[Ausgewählter Auszug]
Das neue Berechnungsmodell für eine Finanzierung von unten beinhaltet die Solidarität der Gemeinden untereinander, indem von einem durchschnittlichen Kirchensteueraufkommen innerhalb der Landeskirche ausgegangen wird und eine 20%-Abgabe für landeskirchliche Aufgaben eingerechnet wird.
Darüber hinaus ist zu beachten, dass das Kirchensteueraufkommen nur einen Teil der Gesamteinnahmen der Landeskirche ausmacht. Die Landeskirche verfügt neben der Kirchensteuer über weitere Einnahmen. 2016 betragen die Gesamteinnahmen 907 Millionen Euro. Davon sollen bis 2023 jährlich 148 Millionen Euro direkt in den Gemeindebereich gehen. Eine Erhöhung dieses Betrags ist nicht vorgesehen. Das sind 16% der Gesamteinnahmen. Da hierin aber auch die Gelder für Dekanate und Verwaltungsstellen enthalten sind, kommen den Kirchengemeinden nur 80 Millionen Euro, oder 8,81% der Gesamteinnahmen direkt zugute!
Berechnen Sie die Einnahmen und Ausgaben Ihres Gemeindehaushalts nach diesen Kennzahlen.

[Datenzeilen]
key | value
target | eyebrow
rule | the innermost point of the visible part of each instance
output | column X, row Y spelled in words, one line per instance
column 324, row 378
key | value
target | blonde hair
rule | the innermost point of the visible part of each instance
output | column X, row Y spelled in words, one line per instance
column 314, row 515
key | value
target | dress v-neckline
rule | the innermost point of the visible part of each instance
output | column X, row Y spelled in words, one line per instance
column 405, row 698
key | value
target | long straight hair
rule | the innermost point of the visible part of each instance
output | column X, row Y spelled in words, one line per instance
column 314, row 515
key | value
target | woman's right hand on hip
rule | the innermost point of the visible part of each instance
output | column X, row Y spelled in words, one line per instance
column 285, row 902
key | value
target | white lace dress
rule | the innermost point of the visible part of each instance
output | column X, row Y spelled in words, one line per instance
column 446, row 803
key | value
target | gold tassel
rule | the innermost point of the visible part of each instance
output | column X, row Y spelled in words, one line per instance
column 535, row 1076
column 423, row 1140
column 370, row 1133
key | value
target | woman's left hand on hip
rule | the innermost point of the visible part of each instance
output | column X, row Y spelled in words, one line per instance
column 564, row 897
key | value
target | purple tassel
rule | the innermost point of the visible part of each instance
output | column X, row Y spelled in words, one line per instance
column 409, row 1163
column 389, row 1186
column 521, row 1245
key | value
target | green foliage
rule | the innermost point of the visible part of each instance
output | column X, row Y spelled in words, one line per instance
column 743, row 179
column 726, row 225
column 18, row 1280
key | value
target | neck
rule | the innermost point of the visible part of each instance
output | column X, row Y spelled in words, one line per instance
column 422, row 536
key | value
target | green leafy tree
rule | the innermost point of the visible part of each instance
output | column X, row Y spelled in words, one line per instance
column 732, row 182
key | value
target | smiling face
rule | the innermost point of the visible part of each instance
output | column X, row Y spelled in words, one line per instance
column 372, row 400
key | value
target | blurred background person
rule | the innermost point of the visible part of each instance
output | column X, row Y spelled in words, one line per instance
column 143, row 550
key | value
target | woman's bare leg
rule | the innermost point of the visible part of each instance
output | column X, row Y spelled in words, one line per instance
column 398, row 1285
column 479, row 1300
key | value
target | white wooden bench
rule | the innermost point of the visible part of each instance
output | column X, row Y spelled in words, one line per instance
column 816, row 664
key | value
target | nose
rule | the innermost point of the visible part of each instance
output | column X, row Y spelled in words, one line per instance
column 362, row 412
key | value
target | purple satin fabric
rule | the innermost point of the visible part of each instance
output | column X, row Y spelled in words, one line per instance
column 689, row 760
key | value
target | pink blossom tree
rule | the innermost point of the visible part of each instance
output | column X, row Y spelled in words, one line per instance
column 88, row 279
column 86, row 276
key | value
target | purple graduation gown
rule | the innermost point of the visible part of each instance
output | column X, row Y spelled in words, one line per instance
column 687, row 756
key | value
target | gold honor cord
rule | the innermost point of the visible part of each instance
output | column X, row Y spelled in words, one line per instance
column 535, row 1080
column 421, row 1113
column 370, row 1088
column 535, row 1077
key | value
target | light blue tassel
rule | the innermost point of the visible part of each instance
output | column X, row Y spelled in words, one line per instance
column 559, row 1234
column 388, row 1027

[Aufgabenstellung] Schreiben Sie den Text über die Finanzierung der Kirchengemeinden im Anschluss an seinen letzten Satz weiter.

[Ergebnis]
Wir danken OKR Dr. Hans-Peter Hübner für die Bereitschaft dieses Alternativmodell am Beispiel von Probedekanaten durchrechnen zu lassen und für die Bereitstellung der Kennzahlen.
Informieren Sie sich:
Geld für Gemeinden – Wo bleibt die Kirchensteuer? (FAZ vom 27.03.2017)
Finanzausstattung der Gemeinden in der ELKB verschlechtert (Bericht von der Herbsttagung der Synode der ELKB 2016)
„Die Gemeinden sind momentan die Verlierer“- Gemeindebund Bayern fordert mehr Mittel für die kirchliche Arbeit am Ort (epd-Gespräch, 18.11.16)
ELKB entkoppelt den Anteil der Gemeinden von der Entwicklung des Kirchensteueraufkommens (Februar 2016)
Kirchenfinanzen (Eine Seite der EKD)
Kirche und Geld (Informationen der bayerischen Landeskirche)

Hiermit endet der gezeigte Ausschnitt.